▶ _Work required_
Below are some records. Print exactly the lines between the one holding "format | one point per instance, each point like [1304, 71];" and the one holding "target | dark oven interior", inclusive, and nothing else.

Saved entries:
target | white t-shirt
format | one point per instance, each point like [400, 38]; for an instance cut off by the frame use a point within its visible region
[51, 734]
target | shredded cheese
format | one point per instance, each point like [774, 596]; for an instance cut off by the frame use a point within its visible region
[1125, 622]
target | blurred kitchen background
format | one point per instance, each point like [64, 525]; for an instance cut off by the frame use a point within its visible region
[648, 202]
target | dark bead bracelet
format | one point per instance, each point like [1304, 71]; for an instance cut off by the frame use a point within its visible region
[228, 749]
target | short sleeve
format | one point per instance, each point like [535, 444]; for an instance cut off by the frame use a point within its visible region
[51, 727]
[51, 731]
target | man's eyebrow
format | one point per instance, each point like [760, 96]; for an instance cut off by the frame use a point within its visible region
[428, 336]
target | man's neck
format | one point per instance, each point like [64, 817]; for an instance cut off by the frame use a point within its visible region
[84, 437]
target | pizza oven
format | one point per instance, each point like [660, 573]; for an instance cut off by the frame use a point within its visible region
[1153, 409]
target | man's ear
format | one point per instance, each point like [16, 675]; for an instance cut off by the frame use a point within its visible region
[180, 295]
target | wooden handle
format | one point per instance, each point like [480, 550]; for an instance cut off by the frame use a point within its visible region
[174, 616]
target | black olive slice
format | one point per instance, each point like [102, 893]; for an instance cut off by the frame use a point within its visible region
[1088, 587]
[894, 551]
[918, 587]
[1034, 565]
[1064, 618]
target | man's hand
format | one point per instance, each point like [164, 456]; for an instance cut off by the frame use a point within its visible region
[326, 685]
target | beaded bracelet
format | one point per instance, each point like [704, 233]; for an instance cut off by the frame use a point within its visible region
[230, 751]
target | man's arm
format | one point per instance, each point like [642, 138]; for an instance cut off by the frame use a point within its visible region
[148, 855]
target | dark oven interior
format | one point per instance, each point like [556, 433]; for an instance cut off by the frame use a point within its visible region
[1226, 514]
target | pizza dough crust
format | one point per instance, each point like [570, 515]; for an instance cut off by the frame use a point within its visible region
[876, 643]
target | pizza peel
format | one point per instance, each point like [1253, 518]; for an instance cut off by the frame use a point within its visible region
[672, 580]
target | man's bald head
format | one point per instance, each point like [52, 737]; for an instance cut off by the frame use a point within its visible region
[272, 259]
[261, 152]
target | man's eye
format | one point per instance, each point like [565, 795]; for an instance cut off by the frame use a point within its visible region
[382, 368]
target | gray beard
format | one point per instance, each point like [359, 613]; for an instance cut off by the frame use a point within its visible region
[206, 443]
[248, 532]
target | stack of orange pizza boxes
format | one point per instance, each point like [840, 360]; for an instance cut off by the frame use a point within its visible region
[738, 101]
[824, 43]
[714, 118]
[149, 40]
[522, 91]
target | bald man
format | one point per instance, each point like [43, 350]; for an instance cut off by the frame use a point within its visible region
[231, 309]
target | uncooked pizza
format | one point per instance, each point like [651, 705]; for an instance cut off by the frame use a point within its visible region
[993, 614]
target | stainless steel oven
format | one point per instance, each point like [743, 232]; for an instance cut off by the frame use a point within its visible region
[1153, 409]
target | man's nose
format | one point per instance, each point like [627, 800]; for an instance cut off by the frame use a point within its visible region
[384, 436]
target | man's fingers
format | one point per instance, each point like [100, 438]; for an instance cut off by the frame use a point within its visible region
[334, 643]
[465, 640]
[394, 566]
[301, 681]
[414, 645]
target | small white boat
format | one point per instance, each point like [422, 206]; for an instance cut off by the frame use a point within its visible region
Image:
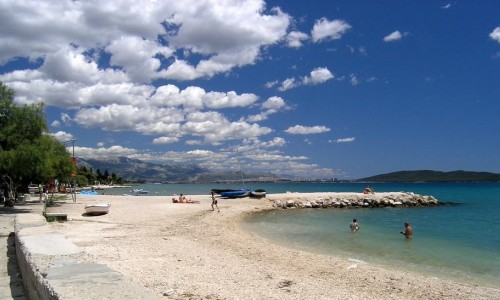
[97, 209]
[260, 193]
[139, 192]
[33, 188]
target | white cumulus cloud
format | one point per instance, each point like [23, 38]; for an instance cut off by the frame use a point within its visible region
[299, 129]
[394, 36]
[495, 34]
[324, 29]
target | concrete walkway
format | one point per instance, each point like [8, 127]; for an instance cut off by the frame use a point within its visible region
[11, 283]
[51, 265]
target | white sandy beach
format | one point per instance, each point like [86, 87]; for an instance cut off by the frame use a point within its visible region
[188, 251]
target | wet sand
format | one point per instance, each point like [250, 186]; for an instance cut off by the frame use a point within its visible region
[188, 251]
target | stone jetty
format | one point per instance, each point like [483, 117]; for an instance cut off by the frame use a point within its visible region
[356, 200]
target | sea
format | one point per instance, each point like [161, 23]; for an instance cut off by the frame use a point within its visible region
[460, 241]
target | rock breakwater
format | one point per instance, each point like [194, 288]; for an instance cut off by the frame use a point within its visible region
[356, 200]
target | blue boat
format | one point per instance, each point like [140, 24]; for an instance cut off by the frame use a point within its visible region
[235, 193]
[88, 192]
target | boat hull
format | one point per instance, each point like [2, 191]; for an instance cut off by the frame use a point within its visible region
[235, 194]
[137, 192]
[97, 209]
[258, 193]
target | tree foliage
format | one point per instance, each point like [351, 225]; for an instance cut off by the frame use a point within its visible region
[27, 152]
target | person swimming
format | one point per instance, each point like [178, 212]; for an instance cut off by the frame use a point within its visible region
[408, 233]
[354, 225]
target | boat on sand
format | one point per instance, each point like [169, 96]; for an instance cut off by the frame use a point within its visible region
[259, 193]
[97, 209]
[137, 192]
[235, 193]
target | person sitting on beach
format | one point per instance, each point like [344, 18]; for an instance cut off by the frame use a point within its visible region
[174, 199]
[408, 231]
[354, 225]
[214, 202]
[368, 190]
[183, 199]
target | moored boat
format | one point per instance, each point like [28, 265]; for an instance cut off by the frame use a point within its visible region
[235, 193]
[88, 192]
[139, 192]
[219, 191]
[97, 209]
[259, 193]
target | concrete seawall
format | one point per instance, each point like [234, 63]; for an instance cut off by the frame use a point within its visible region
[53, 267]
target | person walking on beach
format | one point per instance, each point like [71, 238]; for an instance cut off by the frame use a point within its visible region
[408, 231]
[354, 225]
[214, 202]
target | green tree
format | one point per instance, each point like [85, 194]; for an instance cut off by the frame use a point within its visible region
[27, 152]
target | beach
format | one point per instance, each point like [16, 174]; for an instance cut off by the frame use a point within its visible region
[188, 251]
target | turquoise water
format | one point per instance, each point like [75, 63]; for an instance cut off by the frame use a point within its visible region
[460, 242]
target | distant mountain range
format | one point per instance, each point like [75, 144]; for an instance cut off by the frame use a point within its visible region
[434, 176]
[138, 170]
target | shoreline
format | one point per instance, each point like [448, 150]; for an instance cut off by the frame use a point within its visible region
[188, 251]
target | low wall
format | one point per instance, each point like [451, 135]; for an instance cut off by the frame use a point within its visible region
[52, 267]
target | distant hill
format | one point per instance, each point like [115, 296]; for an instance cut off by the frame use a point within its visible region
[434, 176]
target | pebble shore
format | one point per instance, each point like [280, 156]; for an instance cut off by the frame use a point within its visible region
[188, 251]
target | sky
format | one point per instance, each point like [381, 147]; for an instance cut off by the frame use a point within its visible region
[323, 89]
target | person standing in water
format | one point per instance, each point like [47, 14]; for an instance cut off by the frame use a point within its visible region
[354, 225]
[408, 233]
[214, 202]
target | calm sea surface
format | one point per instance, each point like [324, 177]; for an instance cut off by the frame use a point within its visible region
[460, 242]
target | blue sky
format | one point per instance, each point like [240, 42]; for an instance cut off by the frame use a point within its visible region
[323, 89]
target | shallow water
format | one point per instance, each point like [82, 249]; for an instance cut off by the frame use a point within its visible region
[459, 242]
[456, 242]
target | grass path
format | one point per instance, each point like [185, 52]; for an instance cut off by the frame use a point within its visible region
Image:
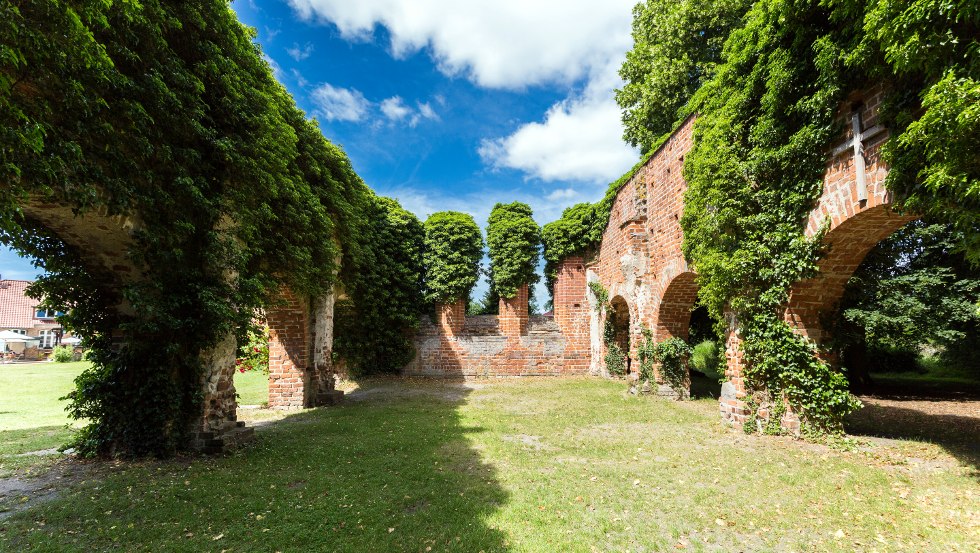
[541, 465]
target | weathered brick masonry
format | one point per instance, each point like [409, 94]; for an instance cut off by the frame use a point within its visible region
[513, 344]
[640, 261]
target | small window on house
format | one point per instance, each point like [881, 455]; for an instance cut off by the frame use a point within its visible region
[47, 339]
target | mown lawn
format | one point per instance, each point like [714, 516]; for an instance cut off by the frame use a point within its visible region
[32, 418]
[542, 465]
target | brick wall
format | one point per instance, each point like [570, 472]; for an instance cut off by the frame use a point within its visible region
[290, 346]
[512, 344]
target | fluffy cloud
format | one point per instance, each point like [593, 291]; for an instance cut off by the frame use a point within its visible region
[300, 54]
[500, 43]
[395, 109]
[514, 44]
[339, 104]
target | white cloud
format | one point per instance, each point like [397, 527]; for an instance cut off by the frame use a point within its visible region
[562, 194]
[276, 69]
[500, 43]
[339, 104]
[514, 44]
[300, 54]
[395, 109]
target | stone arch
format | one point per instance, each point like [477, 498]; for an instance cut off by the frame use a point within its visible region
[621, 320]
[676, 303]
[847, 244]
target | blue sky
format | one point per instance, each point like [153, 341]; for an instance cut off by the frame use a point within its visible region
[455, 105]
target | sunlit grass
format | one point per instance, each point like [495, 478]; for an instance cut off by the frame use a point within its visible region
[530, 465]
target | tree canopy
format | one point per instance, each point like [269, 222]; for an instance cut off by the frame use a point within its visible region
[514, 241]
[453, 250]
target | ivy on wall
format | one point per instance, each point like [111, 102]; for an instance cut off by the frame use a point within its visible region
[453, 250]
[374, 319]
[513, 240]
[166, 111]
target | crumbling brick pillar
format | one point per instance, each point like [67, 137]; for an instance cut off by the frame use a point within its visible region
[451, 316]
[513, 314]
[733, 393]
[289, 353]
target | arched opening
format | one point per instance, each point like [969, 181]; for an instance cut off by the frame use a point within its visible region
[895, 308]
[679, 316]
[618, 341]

...

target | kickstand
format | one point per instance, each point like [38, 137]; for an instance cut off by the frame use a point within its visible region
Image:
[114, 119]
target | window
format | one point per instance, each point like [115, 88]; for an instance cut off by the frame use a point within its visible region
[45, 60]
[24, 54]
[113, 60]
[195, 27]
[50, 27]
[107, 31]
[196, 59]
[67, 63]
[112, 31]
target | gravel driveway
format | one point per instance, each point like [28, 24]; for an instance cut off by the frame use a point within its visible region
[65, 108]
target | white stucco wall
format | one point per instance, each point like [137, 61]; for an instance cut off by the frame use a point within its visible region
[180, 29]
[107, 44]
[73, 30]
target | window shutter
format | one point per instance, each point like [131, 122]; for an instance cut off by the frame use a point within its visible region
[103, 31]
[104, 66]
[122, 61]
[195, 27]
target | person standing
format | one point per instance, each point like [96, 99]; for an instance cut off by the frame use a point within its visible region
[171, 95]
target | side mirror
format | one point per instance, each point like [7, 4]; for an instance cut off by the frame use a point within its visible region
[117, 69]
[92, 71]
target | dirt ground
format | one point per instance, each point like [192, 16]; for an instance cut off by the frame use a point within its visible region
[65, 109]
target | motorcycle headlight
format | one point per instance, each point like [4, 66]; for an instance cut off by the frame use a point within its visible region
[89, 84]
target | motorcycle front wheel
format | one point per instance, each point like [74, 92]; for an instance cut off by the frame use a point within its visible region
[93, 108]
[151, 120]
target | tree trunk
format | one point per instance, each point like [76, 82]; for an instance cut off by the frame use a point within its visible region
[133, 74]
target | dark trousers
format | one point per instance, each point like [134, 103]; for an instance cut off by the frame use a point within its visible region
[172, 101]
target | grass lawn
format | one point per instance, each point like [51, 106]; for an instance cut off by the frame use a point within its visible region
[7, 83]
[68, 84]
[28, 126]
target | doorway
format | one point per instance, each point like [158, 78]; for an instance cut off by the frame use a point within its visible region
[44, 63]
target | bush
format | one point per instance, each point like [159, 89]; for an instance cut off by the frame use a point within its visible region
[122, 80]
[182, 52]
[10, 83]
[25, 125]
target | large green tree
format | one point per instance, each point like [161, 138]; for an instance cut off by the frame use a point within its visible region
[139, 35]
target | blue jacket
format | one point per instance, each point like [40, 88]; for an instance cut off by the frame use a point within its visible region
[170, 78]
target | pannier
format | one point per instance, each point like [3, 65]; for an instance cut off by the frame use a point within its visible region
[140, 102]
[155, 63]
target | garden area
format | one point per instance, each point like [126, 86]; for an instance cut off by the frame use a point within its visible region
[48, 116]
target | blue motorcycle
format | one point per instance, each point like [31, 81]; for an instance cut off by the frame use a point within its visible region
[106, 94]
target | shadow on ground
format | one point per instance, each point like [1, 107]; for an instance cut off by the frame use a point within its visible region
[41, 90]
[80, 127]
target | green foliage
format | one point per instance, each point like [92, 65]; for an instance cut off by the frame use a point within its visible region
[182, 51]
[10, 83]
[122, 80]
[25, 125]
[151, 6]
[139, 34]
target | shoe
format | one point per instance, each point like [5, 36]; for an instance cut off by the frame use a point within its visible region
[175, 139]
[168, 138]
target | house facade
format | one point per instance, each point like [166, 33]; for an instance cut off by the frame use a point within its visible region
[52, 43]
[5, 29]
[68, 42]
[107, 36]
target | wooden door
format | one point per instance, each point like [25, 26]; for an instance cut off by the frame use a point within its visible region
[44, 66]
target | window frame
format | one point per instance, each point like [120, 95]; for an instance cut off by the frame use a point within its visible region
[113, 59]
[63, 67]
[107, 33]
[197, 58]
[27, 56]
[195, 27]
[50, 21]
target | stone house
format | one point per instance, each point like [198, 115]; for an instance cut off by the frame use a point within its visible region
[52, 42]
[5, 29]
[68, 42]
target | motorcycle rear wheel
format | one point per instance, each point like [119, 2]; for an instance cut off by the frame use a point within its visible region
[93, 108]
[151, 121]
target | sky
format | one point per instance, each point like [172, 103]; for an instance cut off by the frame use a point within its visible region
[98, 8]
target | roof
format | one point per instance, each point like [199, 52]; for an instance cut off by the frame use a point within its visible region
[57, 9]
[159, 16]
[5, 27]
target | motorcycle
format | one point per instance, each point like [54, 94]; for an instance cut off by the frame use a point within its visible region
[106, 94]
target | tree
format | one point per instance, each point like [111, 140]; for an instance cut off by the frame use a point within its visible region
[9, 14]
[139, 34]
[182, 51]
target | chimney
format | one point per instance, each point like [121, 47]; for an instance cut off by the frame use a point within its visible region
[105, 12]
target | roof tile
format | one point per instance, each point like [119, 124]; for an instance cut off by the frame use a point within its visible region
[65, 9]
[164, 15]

▶ _Reply to the task_
format | one point per instance, each point like [1304, 71]; for an instance cut off by the frame use a point within its visible region
[228, 749]
target | short sleeve
format | one point per instance, each point like [535, 444]; for an instance cut off by the frame use a point within its visible region
[51, 727]
[51, 731]
target | man's eyebrow
format | one point per instance, each point like [760, 96]; for an instance cut off by the frame use a point within its visible region
[428, 336]
target | man's neck
format | one point per instance, each point like [64, 817]; for an instance cut off by the frame use a point within its visible region
[84, 437]
target | pizza oven
format | one point per instance, each point like [660, 573]; for an instance cut off by the frame use a point within its visible region
[1153, 409]
target | man's ear
format | one point per instance, each point like [16, 675]; for an instance cut off by the frame use a point within its visible region
[180, 295]
target | wooden handle
format | one point per instance, each point like [480, 550]; for an instance cut off by the frame use a point within its visible region
[174, 616]
target | black olive slice
format | one point per instance, each point like [102, 893]; for an instance cut off by the frame use a point within its visible region
[1088, 587]
[894, 551]
[918, 587]
[1034, 565]
[1064, 618]
target | man's hand
format | one point per instance, each point like [164, 456]; for an instance cut off by the frame use a point within its visible region
[326, 685]
target | beaded bracelet
format | one point per instance, each point like [704, 233]; for an instance cut off by the frame use a point within its visible region
[230, 751]
target | man's arm
format | one point per instance, each point like [642, 138]; for an instance cut off by the frame use a point within its visible region
[148, 855]
target | dark oven interior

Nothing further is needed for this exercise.